Tracking ML Experiments With Data Version Control

Amit Last Updated : 24 Jun, 2021
9 min read

This article was published as a part of the Data Science Blogathon

” DVC brings agility, reproducibility, and collaboration into your existing data science workflow “

Introduction:

In a typical data science project, the scientists and machine learning experts deal with a large volume of data of various kinds. There are multiple models built with varying configurations, features, with multiple iterations of parameters tuning to get the best performing model. In such a scenario, all the changes we make to data and in the model building process need to be tracked and measured for us to understand what has worked and what has not. It also is necessary to have the option to go back to a specific version and investigate past results. One such tool which lets us track all of this is Data Version Control (DVC) which helps in governing the data, the underlying model and run reproducible results.

What is Data Version Control (DVC)?

Data Version Control, or DVC, is a data and ML experiment management tool that takes advantage of the existing engineering toolset that we are familiar with (Git, CI/CD, etc.). DVC is meant to be run alongside Git. The git and DVC commands will often be used in tandem, one after the other. While Git is used to storing and version code, DVC does the same for data and model files.

The .dvc file is lightweight and meant to be stored with code in GitHub. When you download a Git repository, you also get the .dvc files. You can then use those files to get the data associated with that repository. Large data and model files go in your DVC remote storage, and small .dvc files that point to your data go in GitHub.
###
Task objective> Transcribe the portion of the DVC article that starts at the words "The .dvc file is" and ends after "go in GitHub.". The material after this point comes from a separate source, unrelated to the DVC article.

Data extract>
###
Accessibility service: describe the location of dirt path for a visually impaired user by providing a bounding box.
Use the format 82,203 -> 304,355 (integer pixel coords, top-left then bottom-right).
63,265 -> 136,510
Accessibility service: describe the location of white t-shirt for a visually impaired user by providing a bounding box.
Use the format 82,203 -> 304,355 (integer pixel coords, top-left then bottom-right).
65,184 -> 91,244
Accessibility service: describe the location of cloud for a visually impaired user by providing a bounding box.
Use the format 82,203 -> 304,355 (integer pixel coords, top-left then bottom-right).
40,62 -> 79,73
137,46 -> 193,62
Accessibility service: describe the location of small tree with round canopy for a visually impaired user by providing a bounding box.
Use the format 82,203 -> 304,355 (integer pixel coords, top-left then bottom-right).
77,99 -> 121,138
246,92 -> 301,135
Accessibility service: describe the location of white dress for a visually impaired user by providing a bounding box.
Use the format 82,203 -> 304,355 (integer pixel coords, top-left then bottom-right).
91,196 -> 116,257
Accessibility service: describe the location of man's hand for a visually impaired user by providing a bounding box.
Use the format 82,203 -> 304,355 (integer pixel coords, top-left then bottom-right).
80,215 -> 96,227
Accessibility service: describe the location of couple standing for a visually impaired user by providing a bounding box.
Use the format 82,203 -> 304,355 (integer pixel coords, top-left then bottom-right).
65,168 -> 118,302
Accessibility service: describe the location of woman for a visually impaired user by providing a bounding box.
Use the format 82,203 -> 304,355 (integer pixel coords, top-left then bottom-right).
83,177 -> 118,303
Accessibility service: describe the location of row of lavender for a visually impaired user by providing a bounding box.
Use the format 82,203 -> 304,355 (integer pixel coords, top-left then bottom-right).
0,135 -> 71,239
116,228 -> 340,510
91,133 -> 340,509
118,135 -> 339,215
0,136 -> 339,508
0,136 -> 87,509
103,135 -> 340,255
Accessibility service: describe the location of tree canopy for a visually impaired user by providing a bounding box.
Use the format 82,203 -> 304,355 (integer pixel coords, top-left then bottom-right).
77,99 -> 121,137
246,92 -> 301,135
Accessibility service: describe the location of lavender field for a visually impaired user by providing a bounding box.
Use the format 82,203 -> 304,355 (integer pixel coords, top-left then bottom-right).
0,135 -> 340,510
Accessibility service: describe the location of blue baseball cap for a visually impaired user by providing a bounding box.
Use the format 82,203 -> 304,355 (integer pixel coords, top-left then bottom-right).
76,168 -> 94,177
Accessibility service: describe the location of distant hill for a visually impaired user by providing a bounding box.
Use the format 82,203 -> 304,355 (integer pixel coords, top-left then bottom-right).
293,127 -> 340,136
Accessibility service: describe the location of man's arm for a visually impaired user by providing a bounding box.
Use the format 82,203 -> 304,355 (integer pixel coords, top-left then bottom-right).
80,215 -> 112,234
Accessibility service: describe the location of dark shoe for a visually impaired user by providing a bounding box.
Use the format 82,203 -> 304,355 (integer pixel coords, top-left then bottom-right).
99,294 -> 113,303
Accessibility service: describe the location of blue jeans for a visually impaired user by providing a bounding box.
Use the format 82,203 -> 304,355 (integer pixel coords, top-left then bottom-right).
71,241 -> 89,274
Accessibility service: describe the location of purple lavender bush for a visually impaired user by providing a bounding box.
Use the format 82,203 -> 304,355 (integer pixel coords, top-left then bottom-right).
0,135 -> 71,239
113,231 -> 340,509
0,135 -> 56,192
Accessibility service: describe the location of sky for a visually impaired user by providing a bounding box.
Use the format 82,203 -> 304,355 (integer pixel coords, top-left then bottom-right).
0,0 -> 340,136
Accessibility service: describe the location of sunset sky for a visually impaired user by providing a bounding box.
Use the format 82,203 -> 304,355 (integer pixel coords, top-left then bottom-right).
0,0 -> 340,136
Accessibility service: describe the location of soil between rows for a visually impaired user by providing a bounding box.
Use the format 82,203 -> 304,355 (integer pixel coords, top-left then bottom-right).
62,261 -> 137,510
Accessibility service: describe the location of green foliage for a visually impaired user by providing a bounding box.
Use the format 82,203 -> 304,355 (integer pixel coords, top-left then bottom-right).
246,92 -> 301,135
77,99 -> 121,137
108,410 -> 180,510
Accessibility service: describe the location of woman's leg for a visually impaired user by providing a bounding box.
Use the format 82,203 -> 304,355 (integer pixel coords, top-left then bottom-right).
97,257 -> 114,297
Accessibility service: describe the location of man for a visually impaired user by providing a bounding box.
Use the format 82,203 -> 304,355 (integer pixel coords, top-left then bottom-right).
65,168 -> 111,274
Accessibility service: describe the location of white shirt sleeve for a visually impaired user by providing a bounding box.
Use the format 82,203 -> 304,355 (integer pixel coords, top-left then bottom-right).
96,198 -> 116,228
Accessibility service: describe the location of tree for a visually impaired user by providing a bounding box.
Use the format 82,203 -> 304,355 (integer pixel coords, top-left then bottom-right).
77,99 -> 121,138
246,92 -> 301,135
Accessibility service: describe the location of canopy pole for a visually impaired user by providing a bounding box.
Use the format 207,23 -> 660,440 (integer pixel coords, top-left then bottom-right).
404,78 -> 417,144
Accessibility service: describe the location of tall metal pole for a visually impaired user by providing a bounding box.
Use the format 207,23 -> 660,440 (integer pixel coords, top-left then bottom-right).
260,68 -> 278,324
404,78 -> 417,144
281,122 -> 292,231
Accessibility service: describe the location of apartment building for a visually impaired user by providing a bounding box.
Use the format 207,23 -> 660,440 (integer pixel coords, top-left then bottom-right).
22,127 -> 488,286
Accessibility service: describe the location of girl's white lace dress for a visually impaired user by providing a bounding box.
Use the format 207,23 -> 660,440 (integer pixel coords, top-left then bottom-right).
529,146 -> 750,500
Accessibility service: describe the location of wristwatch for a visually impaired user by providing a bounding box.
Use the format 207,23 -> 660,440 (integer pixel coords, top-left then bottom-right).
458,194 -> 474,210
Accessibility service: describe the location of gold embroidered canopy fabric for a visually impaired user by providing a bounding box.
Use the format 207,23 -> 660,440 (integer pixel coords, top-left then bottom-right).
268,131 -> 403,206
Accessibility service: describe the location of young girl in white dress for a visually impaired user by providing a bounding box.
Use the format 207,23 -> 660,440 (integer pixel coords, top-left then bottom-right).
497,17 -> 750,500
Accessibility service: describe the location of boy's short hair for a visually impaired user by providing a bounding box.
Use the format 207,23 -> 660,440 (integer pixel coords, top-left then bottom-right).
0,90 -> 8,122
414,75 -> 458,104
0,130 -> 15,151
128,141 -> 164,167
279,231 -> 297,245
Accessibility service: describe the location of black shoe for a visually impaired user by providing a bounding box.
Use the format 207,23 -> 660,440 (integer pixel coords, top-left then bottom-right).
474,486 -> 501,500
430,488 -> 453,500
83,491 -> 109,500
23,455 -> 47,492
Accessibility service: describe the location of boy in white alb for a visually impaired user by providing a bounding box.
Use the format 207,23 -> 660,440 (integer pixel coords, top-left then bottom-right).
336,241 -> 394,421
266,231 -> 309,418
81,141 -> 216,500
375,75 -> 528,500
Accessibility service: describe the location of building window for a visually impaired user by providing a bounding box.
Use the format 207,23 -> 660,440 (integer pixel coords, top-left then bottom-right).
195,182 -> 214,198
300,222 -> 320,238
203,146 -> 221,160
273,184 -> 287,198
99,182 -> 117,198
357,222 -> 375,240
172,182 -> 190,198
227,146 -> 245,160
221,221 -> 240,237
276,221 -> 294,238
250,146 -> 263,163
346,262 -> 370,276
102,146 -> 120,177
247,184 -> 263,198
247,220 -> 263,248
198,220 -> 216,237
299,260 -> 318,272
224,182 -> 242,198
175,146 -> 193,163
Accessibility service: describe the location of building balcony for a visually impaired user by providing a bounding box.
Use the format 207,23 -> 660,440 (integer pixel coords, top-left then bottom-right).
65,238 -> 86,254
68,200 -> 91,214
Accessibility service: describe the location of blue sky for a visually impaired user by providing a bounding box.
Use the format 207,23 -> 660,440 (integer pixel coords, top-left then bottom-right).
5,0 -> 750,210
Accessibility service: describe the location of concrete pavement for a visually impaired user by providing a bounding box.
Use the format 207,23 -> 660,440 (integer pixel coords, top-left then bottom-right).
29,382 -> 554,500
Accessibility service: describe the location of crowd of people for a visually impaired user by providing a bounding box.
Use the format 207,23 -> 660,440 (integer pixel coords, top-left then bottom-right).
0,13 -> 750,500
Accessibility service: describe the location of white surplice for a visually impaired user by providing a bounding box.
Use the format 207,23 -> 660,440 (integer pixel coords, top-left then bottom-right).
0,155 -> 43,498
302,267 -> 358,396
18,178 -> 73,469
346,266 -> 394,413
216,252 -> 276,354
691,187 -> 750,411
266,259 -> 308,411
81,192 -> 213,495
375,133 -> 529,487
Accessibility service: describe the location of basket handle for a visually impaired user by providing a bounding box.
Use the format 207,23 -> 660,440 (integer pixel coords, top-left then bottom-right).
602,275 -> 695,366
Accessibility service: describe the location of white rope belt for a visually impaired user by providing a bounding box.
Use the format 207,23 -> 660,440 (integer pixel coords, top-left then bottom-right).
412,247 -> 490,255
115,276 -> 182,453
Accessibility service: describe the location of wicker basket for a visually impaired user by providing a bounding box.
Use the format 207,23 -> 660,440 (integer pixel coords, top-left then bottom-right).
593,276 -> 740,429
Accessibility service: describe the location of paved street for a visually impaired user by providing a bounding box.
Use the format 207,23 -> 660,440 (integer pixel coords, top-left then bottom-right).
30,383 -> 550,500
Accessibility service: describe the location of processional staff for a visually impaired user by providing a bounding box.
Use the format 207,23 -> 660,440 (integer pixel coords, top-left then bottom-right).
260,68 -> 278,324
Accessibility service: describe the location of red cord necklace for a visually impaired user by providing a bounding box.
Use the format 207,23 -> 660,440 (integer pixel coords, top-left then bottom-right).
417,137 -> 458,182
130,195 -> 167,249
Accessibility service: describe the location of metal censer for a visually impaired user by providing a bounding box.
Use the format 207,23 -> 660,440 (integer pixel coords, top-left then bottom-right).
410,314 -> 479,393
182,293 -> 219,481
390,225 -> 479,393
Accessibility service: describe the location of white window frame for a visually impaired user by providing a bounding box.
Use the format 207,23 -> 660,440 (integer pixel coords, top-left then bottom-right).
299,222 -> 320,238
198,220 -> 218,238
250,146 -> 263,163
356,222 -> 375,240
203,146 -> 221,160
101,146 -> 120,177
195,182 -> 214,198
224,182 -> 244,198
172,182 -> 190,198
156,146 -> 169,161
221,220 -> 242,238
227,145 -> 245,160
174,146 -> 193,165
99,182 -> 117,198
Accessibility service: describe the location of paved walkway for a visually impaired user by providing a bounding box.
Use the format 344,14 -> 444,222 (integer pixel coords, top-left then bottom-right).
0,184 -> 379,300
###
Result for this task>
The .dvc file is lightweight and meant to be stored with code in GitHub. When you download a Git repository, you also get the .dvc files. You can then use those files to get the data associated with that repository. Large data and model files go in your DVC remote storage, and small .dvc files that point to your data go in GitHub.